* [Given instruction] Leave out the pictures and copy everything else in the entries exactly.

* [Exercise input]
---+---

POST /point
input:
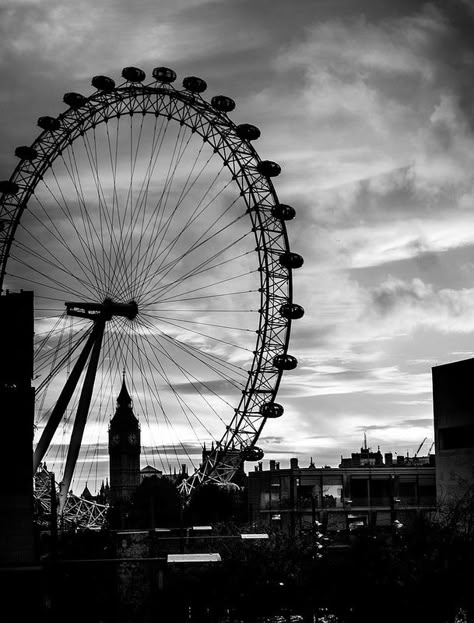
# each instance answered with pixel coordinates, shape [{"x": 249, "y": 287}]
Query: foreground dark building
[
  {"x": 453, "y": 410},
  {"x": 17, "y": 409}
]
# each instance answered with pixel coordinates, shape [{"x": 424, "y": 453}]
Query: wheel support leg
[
  {"x": 63, "y": 401},
  {"x": 81, "y": 415}
]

---+---

* [Written response]
POST /point
input:
# each instance answered with pixel coordinates, shape [{"x": 249, "y": 287}]
Query: foreground dark building
[
  {"x": 453, "y": 410},
  {"x": 17, "y": 409}
]
# each instance answered with pixel coordinates, shape [{"x": 424, "y": 453}]
Query: wheel support leg
[
  {"x": 63, "y": 401},
  {"x": 81, "y": 415}
]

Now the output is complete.